- _DATA ENTRIES_
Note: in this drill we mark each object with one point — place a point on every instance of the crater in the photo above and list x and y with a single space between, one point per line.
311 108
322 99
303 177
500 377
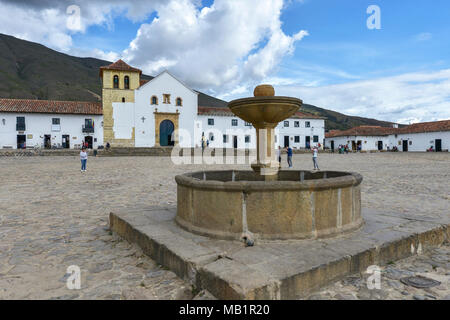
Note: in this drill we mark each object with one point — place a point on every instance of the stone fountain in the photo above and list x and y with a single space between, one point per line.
268 203
272 208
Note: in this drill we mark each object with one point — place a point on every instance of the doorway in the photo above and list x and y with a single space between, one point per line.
66 141
438 144
21 141
166 129
286 141
405 145
88 142
47 141
380 145
308 142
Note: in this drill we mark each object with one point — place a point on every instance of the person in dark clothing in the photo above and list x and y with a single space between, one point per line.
289 157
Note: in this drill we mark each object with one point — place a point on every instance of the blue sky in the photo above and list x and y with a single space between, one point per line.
414 37
318 50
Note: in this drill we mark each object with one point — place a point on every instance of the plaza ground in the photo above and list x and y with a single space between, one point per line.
52 216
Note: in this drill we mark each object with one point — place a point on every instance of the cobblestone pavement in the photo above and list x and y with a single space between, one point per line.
52 216
434 265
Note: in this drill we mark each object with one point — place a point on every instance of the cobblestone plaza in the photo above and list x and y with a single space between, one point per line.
53 216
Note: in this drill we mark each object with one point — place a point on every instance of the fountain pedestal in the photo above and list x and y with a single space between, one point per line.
264 111
266 163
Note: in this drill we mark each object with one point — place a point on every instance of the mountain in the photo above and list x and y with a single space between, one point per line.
339 121
29 70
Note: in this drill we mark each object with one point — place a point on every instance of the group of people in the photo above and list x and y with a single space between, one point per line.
289 151
343 149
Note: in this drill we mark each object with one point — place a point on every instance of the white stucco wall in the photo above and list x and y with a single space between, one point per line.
317 128
368 143
164 83
223 126
420 142
37 125
417 142
123 115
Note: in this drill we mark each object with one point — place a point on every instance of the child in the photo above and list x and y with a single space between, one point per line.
83 158
315 153
289 152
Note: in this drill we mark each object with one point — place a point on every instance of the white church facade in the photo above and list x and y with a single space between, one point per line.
137 113
166 112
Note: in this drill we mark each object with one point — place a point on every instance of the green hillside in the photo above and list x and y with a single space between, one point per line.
32 71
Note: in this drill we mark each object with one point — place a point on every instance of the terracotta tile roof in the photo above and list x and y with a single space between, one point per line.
47 106
216 111
119 65
361 131
434 126
304 115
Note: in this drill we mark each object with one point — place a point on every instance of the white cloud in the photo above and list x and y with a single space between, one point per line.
411 97
217 48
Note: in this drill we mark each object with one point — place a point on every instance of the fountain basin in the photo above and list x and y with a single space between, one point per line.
297 205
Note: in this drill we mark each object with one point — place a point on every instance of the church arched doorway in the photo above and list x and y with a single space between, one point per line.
166 133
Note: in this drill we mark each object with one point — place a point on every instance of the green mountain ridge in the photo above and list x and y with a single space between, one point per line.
30 70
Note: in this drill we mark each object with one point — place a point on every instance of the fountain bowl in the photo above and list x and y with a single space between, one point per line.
265 111
236 204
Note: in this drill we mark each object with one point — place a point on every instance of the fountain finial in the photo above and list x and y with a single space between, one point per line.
264 90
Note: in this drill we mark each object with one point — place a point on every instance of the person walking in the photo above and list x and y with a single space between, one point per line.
315 152
289 152
83 158
279 155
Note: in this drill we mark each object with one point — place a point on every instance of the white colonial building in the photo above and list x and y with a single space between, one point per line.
164 111
418 137
49 124
161 111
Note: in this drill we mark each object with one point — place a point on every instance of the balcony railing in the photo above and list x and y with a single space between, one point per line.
88 129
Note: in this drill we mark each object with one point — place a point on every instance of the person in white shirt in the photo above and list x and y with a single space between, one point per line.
315 152
279 155
83 158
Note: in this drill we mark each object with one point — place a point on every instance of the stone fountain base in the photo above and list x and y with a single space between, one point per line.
294 205
288 269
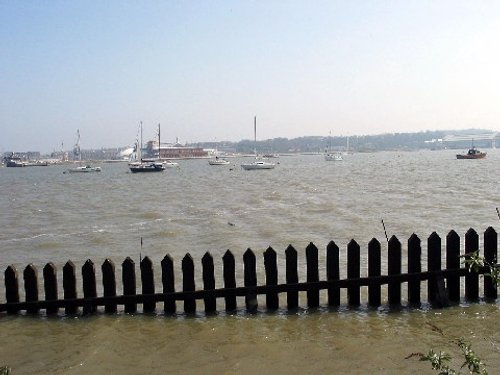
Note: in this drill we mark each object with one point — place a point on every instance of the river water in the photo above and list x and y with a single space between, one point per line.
48 216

- _WHAT YOU SHOULD DO_
Copy all of the entries above word for word, leaving out the pictures.

- _SOLUTION TO THIS PROBLEM_
Note: in this drill we mark each object with one point — place a point on every instance of the crater in the photo above and list x and y with a single space between, one point per line.
311 108
322 99
303 177
500 377
Note: in this drill we mark each object with one point — place a point on every instance of the stone fountain in the photo above and list x and y with a single space between, one point per line.
268 203
272 208
Note: in this drill we mark each object with one point — place a point on every instance of the doorway in the photo above and list x and y with a single space between, one point per line.
66 141
438 144
21 141
166 129
286 141
405 145
88 142
47 141
380 145
308 142
Note: in this drill we mark each object with one point — place a point on every instance of the person in dark clothing in the photo above and list x and y with a single space between, one point per line.
289 157
Note: in this drill we mark each object with one point — place a point on every instance of the blue sky in the photo above and list x and y with a single space between, one point per line.
414 37
318 50
Note: in this drill we mark each object with one point — place a point on every instance of the plaza ground in the photo above and list x and y with a single space between, one point per line.
52 216
Note: in this drill we mark each object with one point — place a point on every instance of the cobblestone pavement in the photo above and list x and y with a single space between, one point per line.
52 216
434 265
Note: in this drill we mark each object with one point — place a point on every instance of the cobblestone plaza in the photo above and list x and y with a single space between, one point per line.
53 216
Note: in this drill we mark each object with one point — place a point on every instance of the fountain pedestal in the photo above and list x and y with a single space between, one point per line.
264 111
266 163
Note: in this drill we mark each object with one point — place a point on every instance of the mountain in the photo above and list x and y with a single space between, one point per line.
339 121
29 70
Note: in this drill we mark each object with one point — place a point on every instance of the group of people in the photo above and list x and y with a single space between, one point per line.
289 151
343 149
Note: in this drill we mark each object with one point — place a point on every instance of the white stucco wall in the photo above and list x and y with a single space between, one point per line.
317 128
368 143
164 83
223 126
420 142
37 125
417 142
123 115
Note: in this drill we mark each object with one point — place a point on every instance of the child in the photo above and list x and y with a single space between, one point per line.
83 158
315 153
289 152
Note: in this drill we mark each object with one point — place a point on every instance of the white church facade in the photo above and list x and y with a single space between, one point per line.
137 113
166 112
Note: in this drill we mark each object with one point — place a point on every instance of the green hillside in the photo above and list x and y with a single space between, one point per line.
32 71
Note: in this drill we mark each object with one point — place a point on every instance of the terracotta tile roof in the photo above and list x and y with a single space between, one point per line.
47 106
216 111
119 65
361 131
434 126
304 115
Note: in this drill we mark each object with one point — place a point on every instance of the white cloud in the photo above and list x and y with a single space between, one point per line.
411 97
217 48
Note: in this drill we mark each object with one point — place a point on every instance of the fountain basin in the photo above and list x and y with a single space between, one point per line.
297 205
Note: in this drill we mark each object with one point — place a point on every instance of the church arched doorway in the photo above and list x and y with a single space between, one point per line.
166 133
Note: in this drill we mark each object with one point — place a point on every instance of the green mountain ridge in the photo above and list x and y with a single space between, one point per line.
30 70
Note: in this drill we mark each object with one point — place a point on every instance of the fountain bowl in the photo above and list x and y with a single space between, one point per line.
265 111
236 204
Note: in this drill we mark each object with one point — place a point on every instance of the fountain finial in the photo above and list x and y with a single space between, one point per line.
264 90
Note: in this drill we mark each object with one point — place a point on every instance of the person walking in the photo above and list x and y with a single space between, one point per line.
315 152
289 152
83 158
279 155
Note: in this drill we mark each object with one point — place a point on every instance of the white colonial building in the photo above and list x and y with a single space between, one point per line.
164 111
418 137
49 124
161 111
Note: in this drill we mark each object with one point — place a point on every instance of the balcony railing in the photo above and list x and y with a single space between, one point per line.
88 129
Note: in this drill we mark each object with one point — place a point on every instance of the person in white shirt in the photo above and list x and y with a single space between, one point per line.
315 152
279 155
83 158
Note: in this drill we mark each object with one point — place a point on every instance of the stone fountain base in the photo above and list x and y with a single space between, one point per line.
294 205
288 269
Note: in this drill we mark each object with one point — place a point on every instance of the river water in the photo above and list x and y with a single space between, one point per line.
48 216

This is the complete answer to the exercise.